* Extrait *
Si vous vous inquiétez de votre poids alors que vous êtes enceinte, rappelez-vous que ce qui compte le plus n’est pas la surveillance de ce poids, mais d’avoir des habitudes de vie saines: manger de façon la plus équilibrée possible, pratiquer une activité physique régulière compatible avec la grossesse et avoir une bonne routine de sommeil; contribue significativement au fait que vous gagnerez le poids nécessaire à votre santé et à celle de votre bébé. 

Prendre soin de vous et de votre bébé à venir inclut de ne pas brimer continuellement vos fringales et de ne pas vous culpabiliser si vous n’arrivez pas à quitter votre sofa pour vous rendre à votre cours de yoga prénatal. Écoutez-vous. Écoutez vos envies et faites de votre mieux, tout est une question d’équilibre. 

En relativisant l’importance de retrouver un poids “normal” et en restant à l’écoute de votre corps

C’est plus facile à dire qu’à faire, car la puissance de la pression sociale est phénoménale et l’Internet est rempli de suggestions sur la façon dont vous pourriez retrouver votre poids de forme, ou votre poids santé après votre accouchement: des influenceurs qui partagent leur journal de perte de poids post-accouchement -et parmi elles les terriblement dommageables «fit moms»-, en passant par les pages qui proposent des tips pour perdre «immédiatement» le poids pris durant la grossesse, tout ceci contribue à alimenter la culpabilité des femmes et une sensation d’échec largement entretenue par nos sociétés grossophobes: si vous ne retrouvez pas votre poids santé et conservez les stigmates de votre grossesse- à savoir des rondeurs- c’est que vous échouez à vous maintenir en forme, mince et désirable. Ceci est déjà extrêmement nocif pour toute femme (pour toute personne, en réalité), mais l’est encore plus pour une maman qui est déjà vulnérabilisée par l’aventure maternelle. Vous avez pris du poids pendant votre grossesse, c’est normal et même nécessaire; si vous avez pour objectif de retrouver votre poids pré-grossesse, c’est bien entendu votre droit le plus total. Gardez en tête que cela prend du temps, et ne cherchez pas à accélérer la perte de poids. Si vous n’avez pas d’objectif de perte de poids, cela fonctionne aussi 😉 La nature étant bien faite, si vous respectez votre faim en faisant les bons choix nutritionnels (et cela inclut le fait de n’écarter aucun groupe d’aliments et de faire des «incartades») et que vous bougez régulièrement, vous allez de toute façon perdre du poids régulièrement et sans effort particulier.

* Consigne *
Condensez en liste le paragraphe de l'extrait qui commence par « C'est plus facile à dire qu'à faire », sans perdre ses faits principaux.

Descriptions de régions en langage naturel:
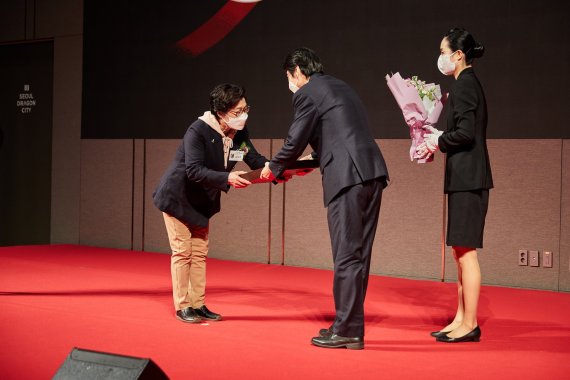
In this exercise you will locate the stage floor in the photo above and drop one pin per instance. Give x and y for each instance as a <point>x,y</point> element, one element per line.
<point>54,298</point>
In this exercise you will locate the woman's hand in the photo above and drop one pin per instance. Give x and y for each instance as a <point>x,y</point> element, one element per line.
<point>236,181</point>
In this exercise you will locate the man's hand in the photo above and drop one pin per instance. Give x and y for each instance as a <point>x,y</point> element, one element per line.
<point>236,181</point>
<point>266,173</point>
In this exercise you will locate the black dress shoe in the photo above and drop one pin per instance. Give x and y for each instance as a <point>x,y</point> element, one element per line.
<point>207,314</point>
<point>336,341</point>
<point>188,315</point>
<point>472,336</point>
<point>437,334</point>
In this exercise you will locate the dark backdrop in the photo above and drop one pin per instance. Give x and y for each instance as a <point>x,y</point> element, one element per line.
<point>26,91</point>
<point>138,84</point>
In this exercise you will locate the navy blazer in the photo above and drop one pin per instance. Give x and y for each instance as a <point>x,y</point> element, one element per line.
<point>330,117</point>
<point>465,142</point>
<point>190,188</point>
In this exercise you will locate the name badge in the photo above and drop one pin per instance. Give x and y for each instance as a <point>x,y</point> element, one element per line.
<point>236,155</point>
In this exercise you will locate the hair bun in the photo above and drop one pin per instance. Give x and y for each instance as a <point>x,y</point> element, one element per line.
<point>478,50</point>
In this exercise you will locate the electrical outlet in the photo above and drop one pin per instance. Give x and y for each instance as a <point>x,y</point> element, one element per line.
<point>523,257</point>
<point>547,259</point>
<point>533,258</point>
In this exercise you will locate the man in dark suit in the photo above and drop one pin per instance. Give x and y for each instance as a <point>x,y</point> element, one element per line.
<point>330,117</point>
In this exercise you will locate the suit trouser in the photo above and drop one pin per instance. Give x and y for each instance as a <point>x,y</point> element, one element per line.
<point>189,247</point>
<point>353,218</point>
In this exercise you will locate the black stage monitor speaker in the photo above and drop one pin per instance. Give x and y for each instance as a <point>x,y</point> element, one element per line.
<point>88,365</point>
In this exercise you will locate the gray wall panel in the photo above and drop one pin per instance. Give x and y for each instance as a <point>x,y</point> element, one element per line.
<point>524,213</point>
<point>139,194</point>
<point>66,150</point>
<point>12,20</point>
<point>562,259</point>
<point>106,193</point>
<point>408,240</point>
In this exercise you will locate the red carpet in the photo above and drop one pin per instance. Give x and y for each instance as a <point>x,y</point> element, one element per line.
<point>54,298</point>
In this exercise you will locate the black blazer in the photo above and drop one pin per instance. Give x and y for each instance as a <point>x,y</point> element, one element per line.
<point>190,188</point>
<point>330,117</point>
<point>465,141</point>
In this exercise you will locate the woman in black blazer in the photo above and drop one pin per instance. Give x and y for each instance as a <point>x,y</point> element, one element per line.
<point>189,193</point>
<point>467,176</point>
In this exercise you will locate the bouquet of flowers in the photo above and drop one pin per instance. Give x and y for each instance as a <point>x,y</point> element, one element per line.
<point>421,105</point>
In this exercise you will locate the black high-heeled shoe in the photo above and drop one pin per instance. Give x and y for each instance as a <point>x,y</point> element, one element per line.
<point>437,334</point>
<point>473,336</point>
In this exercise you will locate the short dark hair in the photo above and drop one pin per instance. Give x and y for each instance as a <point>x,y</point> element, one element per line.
<point>307,60</point>
<point>224,97</point>
<point>461,39</point>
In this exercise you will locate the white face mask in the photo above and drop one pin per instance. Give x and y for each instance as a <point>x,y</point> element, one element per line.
<point>293,87</point>
<point>237,123</point>
<point>445,65</point>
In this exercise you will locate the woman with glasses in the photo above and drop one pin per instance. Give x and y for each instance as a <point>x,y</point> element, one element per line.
<point>189,193</point>
<point>467,176</point>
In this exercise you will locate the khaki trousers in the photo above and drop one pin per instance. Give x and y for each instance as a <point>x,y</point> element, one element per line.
<point>189,247</point>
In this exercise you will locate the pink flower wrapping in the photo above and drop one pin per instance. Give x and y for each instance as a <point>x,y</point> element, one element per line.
<point>417,112</point>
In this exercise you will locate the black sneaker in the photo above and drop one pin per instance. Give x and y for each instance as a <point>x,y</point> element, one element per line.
<point>188,315</point>
<point>207,314</point>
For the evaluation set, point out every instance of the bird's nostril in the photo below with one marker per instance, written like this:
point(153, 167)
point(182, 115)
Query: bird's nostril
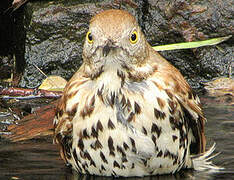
point(106, 50)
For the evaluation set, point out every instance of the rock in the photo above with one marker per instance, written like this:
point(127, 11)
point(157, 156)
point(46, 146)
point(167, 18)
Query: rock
point(55, 35)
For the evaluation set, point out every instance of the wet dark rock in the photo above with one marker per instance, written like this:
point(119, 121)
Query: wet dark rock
point(56, 33)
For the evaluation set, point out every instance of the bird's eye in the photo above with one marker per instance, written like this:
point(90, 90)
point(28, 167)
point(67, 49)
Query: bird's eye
point(133, 37)
point(89, 37)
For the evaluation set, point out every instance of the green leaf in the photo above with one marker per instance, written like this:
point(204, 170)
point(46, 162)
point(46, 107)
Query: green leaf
point(189, 45)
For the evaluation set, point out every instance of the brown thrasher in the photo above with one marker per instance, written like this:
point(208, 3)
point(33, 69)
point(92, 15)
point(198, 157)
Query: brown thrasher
point(127, 111)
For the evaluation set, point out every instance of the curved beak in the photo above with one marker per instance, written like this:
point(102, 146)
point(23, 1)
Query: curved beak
point(107, 48)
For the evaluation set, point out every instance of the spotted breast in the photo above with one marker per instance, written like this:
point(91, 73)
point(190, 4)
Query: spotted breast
point(127, 111)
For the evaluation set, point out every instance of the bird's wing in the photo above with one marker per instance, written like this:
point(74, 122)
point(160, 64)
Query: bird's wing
point(63, 121)
point(179, 90)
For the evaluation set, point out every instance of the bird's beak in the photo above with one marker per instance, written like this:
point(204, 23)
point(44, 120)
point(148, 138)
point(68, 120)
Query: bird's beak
point(107, 48)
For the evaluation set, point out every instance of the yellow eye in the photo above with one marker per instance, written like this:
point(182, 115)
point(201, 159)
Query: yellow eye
point(133, 37)
point(89, 37)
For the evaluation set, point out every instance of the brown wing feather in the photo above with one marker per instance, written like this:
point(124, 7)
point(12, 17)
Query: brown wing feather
point(189, 102)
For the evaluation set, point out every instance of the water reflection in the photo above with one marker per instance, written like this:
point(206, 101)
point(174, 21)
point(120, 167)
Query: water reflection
point(39, 159)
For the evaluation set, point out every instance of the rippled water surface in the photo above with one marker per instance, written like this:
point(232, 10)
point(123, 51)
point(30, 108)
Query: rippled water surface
point(39, 159)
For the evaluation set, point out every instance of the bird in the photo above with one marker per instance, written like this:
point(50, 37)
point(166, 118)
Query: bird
point(127, 111)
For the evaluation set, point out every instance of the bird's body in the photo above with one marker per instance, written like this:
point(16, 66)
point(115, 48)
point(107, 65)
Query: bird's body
point(127, 111)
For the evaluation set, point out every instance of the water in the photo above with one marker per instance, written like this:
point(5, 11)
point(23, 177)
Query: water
point(39, 159)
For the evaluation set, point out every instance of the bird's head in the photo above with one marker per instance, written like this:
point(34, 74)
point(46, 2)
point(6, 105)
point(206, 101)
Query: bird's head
point(114, 39)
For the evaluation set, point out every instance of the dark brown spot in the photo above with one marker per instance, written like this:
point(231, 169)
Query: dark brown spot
point(73, 110)
point(119, 149)
point(112, 98)
point(99, 126)
point(81, 144)
point(115, 164)
point(85, 134)
point(114, 173)
point(111, 146)
point(97, 73)
point(122, 77)
point(172, 106)
point(155, 68)
point(154, 139)
point(190, 95)
point(76, 159)
point(156, 129)
point(159, 154)
point(88, 109)
point(128, 104)
point(99, 93)
point(103, 157)
point(94, 133)
point(92, 163)
point(131, 117)
point(137, 108)
point(144, 130)
point(144, 162)
point(170, 95)
point(103, 168)
point(110, 124)
point(161, 102)
point(96, 145)
point(158, 114)
point(166, 153)
point(87, 156)
point(126, 147)
point(158, 85)
point(123, 100)
point(174, 123)
point(174, 137)
point(133, 145)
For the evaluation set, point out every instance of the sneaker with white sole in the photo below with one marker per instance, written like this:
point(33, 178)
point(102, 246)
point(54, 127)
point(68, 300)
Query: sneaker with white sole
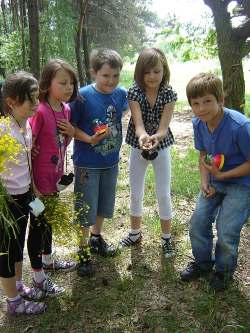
point(31, 293)
point(168, 248)
point(49, 287)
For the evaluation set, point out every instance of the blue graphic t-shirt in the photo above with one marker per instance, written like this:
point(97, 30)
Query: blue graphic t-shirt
point(97, 107)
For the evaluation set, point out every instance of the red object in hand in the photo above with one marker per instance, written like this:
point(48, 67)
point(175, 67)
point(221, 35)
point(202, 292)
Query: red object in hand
point(99, 127)
point(217, 160)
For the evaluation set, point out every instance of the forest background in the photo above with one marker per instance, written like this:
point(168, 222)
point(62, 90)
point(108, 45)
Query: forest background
point(139, 291)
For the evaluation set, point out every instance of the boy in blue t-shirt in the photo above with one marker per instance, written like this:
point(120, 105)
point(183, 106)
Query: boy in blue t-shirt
point(225, 192)
point(98, 139)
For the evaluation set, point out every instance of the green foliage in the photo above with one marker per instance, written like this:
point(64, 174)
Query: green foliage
point(10, 51)
point(185, 41)
point(116, 24)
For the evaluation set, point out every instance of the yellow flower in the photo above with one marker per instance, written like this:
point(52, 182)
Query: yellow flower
point(9, 147)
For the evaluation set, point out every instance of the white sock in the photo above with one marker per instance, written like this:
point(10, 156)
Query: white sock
point(47, 259)
point(134, 234)
point(39, 276)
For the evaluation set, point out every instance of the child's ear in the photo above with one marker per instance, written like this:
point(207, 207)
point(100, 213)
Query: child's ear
point(93, 73)
point(11, 102)
point(221, 101)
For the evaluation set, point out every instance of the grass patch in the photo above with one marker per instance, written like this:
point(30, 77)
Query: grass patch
point(185, 175)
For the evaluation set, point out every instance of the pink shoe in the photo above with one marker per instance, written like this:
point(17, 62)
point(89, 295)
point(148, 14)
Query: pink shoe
point(34, 294)
point(21, 306)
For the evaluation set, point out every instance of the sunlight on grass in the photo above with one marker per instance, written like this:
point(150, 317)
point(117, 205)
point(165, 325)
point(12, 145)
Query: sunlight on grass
point(185, 174)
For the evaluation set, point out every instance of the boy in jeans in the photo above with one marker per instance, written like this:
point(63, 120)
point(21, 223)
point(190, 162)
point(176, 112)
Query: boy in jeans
point(225, 192)
point(98, 139)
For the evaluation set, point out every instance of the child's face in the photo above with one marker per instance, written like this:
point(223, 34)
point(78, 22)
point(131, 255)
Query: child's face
point(207, 108)
point(153, 76)
point(62, 86)
point(28, 107)
point(107, 78)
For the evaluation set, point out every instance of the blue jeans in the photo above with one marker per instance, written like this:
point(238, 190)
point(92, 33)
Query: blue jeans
point(95, 193)
point(229, 207)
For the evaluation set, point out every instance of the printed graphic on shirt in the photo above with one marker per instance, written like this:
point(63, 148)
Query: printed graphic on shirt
point(113, 142)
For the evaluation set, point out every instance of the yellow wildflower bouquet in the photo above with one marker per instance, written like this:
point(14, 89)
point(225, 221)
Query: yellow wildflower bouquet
point(9, 150)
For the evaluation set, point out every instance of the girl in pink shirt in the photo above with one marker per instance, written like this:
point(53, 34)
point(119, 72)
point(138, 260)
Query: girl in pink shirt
point(51, 132)
point(20, 97)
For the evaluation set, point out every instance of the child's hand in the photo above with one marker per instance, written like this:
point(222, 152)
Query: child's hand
point(35, 150)
point(154, 140)
point(65, 127)
point(144, 142)
point(212, 169)
point(94, 139)
point(207, 190)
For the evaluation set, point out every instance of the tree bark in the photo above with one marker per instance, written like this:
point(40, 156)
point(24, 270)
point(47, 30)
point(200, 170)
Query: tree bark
point(22, 15)
point(33, 17)
point(78, 41)
point(3, 7)
point(232, 47)
point(85, 46)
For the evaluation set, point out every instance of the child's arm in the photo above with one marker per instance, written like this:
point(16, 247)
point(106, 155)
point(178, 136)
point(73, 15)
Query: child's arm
point(239, 171)
point(206, 188)
point(138, 122)
point(93, 140)
point(162, 131)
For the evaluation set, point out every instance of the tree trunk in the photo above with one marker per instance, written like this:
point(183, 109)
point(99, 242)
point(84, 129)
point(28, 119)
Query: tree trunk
point(3, 7)
point(78, 41)
point(230, 49)
point(22, 15)
point(86, 53)
point(33, 17)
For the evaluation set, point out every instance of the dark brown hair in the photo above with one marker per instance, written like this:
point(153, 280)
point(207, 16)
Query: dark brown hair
point(149, 58)
point(202, 84)
point(102, 56)
point(49, 72)
point(19, 87)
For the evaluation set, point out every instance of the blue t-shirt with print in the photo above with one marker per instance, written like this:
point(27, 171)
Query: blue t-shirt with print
point(231, 138)
point(106, 108)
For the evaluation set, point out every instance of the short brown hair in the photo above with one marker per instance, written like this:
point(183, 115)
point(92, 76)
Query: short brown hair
point(102, 56)
point(49, 72)
point(202, 84)
point(148, 59)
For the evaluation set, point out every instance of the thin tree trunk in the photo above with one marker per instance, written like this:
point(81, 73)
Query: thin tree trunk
point(33, 17)
point(78, 41)
point(3, 8)
point(86, 53)
point(22, 14)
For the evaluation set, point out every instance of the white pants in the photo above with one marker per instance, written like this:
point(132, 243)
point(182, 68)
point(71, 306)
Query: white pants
point(162, 171)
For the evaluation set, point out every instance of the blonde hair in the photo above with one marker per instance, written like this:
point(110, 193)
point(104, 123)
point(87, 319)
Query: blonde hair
point(49, 72)
point(149, 58)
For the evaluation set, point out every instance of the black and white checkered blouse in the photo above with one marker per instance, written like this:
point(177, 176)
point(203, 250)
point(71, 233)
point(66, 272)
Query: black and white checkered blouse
point(151, 117)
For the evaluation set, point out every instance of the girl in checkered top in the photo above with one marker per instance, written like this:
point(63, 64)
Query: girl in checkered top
point(151, 100)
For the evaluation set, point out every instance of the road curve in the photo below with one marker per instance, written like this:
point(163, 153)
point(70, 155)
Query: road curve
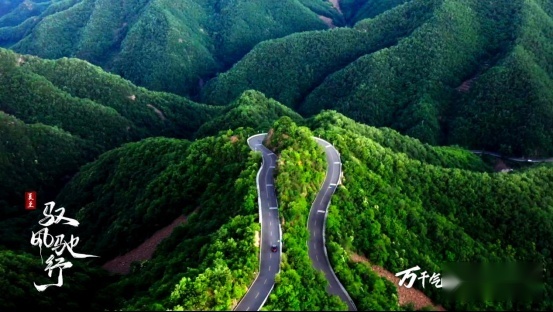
point(541, 160)
point(271, 233)
point(317, 221)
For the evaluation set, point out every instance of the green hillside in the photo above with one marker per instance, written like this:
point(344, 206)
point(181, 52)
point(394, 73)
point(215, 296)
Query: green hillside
point(402, 203)
point(444, 71)
point(401, 212)
point(58, 115)
point(159, 44)
point(131, 192)
point(252, 109)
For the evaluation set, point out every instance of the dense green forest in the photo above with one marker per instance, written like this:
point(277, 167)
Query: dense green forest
point(466, 72)
point(132, 113)
point(159, 44)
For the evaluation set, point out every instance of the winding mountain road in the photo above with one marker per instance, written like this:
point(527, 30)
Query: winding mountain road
point(271, 233)
point(317, 221)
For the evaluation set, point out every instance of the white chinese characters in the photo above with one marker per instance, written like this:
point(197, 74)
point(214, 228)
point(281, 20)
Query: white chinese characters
point(56, 243)
point(408, 274)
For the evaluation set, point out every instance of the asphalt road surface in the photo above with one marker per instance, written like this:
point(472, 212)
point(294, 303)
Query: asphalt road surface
point(317, 220)
point(270, 230)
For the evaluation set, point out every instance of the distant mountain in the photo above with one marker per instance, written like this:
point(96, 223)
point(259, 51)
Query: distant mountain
point(401, 203)
point(467, 72)
point(159, 44)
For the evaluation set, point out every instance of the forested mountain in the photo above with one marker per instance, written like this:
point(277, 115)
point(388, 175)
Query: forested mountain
point(467, 72)
point(163, 45)
point(419, 205)
point(132, 113)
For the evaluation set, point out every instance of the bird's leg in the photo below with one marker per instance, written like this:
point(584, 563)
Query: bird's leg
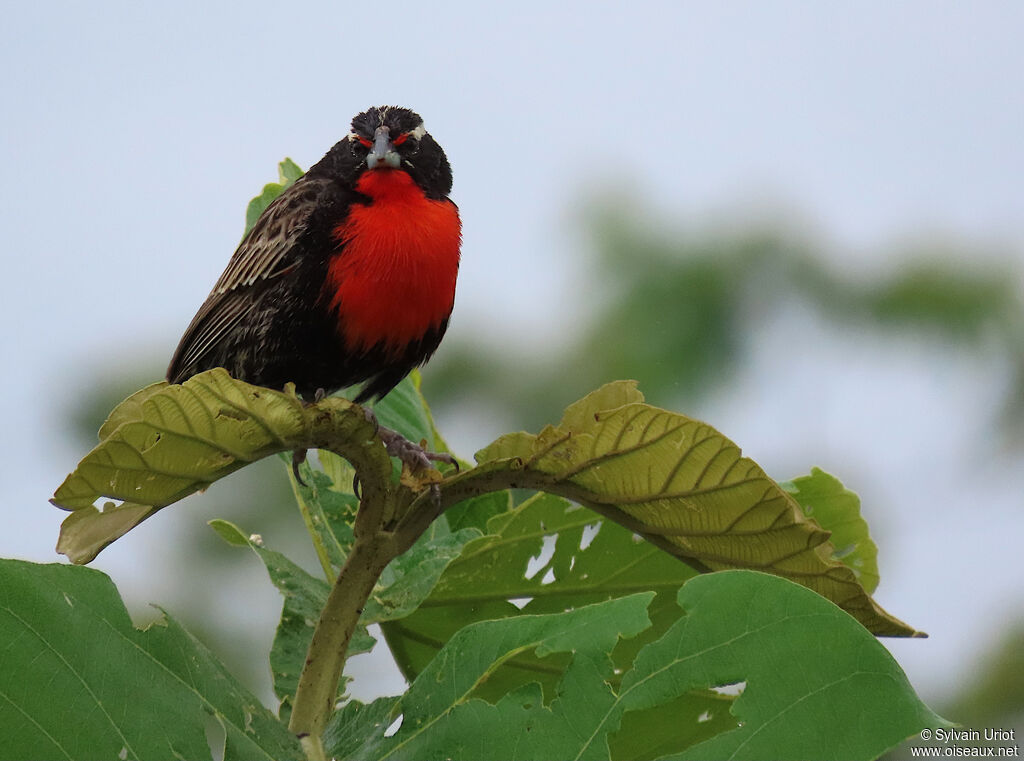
point(299, 456)
point(410, 453)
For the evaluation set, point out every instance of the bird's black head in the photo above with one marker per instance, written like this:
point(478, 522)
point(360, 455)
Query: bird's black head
point(388, 137)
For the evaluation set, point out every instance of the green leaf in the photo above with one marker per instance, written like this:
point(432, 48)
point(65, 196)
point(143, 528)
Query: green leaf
point(816, 684)
point(79, 681)
point(681, 484)
point(167, 441)
point(824, 500)
point(288, 172)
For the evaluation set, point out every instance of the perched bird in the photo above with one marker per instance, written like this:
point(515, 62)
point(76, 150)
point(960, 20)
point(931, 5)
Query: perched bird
point(347, 278)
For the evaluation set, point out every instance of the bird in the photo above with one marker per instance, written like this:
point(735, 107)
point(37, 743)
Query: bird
point(348, 277)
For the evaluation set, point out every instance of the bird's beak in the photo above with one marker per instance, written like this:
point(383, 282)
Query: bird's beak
point(383, 155)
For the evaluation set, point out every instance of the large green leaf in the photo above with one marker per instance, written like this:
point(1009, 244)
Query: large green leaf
point(167, 441)
point(681, 484)
point(816, 684)
point(502, 575)
point(288, 172)
point(402, 586)
point(676, 481)
point(79, 681)
point(441, 719)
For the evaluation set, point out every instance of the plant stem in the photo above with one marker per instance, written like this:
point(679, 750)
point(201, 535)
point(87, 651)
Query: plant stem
point(317, 690)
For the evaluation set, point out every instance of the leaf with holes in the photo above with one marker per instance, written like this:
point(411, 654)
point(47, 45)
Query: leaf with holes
point(79, 681)
point(821, 669)
point(402, 586)
point(824, 500)
point(549, 555)
point(682, 485)
point(167, 441)
point(288, 172)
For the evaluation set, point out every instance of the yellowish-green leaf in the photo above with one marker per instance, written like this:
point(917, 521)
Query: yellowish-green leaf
point(167, 441)
point(684, 487)
point(824, 500)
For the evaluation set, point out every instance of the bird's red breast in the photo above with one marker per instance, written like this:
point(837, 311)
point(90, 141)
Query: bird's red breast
point(394, 277)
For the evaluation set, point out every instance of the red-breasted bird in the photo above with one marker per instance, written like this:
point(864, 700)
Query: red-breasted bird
point(347, 278)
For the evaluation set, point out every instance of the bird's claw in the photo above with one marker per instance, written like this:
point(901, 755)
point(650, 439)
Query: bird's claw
point(298, 457)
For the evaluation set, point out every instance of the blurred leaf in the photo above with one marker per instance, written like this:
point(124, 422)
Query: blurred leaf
point(402, 586)
point(817, 684)
point(167, 441)
point(101, 688)
point(685, 488)
point(591, 560)
point(441, 720)
point(825, 501)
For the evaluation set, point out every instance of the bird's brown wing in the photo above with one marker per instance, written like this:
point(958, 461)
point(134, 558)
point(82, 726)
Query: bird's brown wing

* Réponse *
- La pression sociale est très forte, et Internet regorge de suggestions pour retrouver son poids de forme ou son poids santé après l'accouchement.
- Les journaux de perte de poids d'influenceurs, dont les « fit moms », et les pages promettant de perdre « immédiatement » le poids de la grossesse alimentent la culpabilité des femmes. Ils nourrissent aussi un sentiment d'échec entretenu par des sociétés grossophobes.
- Ce discours est nocif pour toute personne, et plus encore pour une mère déjà vulnérabilisée par la maternité.
- Prendre du poids pendant la grossesse est normal et même nécessaire.
- Vouloir retrouver son poids d'avant la grossesse est un droit. Cela prend du temps, et il ne faut pas chercher à accélérer la perte de poids.
- Ne pas avoir d'objectif de perte de poids convient aussi.
- Il suffit de respecter sa faim, de faire les bons choix nutritionnels (sans écarter aucun groupe d'aliments et en s'autorisant des « incartades ») et de bouger régulièrement. On perd alors du poids régulièrement, sans effort particulier.